**The task:** Copy the lines below verbatim, but only from the line containing "Target: exposed dark rock on slope" through the end of the data.

**Records for the task:**
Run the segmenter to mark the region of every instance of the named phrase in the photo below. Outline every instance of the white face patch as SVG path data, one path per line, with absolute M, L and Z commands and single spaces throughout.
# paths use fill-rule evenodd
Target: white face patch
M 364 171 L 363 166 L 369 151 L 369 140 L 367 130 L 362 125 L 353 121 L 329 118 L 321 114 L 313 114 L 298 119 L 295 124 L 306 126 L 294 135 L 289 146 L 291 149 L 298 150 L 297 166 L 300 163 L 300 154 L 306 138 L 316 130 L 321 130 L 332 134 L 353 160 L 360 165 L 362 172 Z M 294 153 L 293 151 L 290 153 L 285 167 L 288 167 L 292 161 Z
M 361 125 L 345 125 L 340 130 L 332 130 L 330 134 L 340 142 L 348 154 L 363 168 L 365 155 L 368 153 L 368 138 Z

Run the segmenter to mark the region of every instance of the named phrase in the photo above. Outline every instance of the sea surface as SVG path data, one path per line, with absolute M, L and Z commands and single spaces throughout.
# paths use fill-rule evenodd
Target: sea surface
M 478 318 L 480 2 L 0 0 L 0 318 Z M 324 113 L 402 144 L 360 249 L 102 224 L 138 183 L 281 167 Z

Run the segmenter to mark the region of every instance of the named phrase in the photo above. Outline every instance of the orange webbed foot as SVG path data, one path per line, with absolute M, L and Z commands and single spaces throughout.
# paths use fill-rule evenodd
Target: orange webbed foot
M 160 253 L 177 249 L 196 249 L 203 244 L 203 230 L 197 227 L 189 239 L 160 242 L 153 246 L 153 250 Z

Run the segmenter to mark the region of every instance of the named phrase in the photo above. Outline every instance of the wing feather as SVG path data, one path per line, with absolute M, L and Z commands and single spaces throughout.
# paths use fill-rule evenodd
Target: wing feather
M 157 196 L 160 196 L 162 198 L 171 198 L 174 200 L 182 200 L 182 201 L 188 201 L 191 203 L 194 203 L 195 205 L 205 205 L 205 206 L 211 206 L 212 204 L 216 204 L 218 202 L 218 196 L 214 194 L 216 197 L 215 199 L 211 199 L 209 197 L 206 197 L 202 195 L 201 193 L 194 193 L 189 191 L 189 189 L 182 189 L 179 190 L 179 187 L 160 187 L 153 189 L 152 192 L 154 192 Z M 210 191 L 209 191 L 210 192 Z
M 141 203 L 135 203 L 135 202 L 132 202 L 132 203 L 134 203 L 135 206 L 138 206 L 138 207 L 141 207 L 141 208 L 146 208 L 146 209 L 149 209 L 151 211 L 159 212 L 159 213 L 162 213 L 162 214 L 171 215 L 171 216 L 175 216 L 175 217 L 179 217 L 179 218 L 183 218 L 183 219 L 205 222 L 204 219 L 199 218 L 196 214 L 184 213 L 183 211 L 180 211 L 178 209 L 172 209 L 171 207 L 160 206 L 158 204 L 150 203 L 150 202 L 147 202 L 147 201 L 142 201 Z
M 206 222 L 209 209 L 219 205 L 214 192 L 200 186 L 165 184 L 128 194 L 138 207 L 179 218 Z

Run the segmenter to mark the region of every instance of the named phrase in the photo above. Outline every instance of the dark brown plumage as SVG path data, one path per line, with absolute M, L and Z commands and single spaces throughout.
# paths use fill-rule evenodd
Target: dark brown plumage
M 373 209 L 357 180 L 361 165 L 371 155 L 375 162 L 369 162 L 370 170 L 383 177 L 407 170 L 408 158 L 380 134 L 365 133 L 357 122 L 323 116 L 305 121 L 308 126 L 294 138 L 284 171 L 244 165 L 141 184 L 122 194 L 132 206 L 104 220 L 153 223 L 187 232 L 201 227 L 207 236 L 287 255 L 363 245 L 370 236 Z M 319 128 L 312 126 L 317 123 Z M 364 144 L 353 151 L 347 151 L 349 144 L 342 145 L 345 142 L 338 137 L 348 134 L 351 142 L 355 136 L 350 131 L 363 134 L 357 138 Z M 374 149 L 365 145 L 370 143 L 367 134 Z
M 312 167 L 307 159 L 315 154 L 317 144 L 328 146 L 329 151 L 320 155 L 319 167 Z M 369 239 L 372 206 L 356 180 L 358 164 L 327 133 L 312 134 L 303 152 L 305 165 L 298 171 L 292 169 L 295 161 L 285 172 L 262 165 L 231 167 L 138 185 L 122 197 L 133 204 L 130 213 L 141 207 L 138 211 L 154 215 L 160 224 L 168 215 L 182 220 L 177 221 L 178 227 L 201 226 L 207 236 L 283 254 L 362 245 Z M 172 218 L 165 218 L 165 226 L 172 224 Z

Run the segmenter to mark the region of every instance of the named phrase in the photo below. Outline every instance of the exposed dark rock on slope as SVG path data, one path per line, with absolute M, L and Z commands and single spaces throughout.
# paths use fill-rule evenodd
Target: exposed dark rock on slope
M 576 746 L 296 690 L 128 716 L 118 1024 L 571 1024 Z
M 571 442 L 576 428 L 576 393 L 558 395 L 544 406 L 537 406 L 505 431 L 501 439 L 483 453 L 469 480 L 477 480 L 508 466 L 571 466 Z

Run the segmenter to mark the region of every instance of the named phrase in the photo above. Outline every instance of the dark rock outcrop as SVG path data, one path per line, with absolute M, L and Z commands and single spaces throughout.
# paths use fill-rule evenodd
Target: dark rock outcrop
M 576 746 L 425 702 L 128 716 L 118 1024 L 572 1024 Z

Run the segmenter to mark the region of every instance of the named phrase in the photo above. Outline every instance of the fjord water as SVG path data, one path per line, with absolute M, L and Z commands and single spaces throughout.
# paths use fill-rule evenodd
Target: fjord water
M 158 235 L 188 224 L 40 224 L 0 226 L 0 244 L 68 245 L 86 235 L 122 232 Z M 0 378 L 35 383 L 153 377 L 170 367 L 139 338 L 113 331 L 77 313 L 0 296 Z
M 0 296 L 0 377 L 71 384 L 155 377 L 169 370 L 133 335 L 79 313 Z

**Exercise solution:**
Target: exposed dark rock on slope
M 576 746 L 296 690 L 128 716 L 118 1024 L 571 1024 Z
M 571 442 L 576 428 L 576 393 L 558 395 L 544 406 L 537 406 L 505 431 L 501 439 L 483 453 L 469 480 L 477 480 L 508 466 L 571 466 Z

Run the segmenter to mark the region of every instance of the named phrase in the photo above. Outline every instance of the dark rock outcrop as SVG path data, one path per line, with absolute M, L and Z commands and single spaces throughout.
# paths use fill-rule evenodd
Target: dark rock outcrop
M 576 746 L 425 702 L 128 716 L 118 1024 L 572 1024 Z

Run the segmenter to mark the region of every instance of the named phrase in the photo above. Outline every instance of the fjord water as SVG path data, one path per line, with absolute M, L and Z commands and single spaces throughout.
# paths use fill-rule evenodd
Target: fjord water
M 158 235 L 188 224 L 40 224 L 0 226 L 0 244 L 68 245 L 86 235 L 122 232 Z M 0 378 L 35 383 L 153 377 L 170 367 L 139 338 L 113 331 L 77 313 L 0 296 Z
M 0 296 L 0 377 L 71 384 L 155 377 L 169 370 L 133 335 L 79 313 Z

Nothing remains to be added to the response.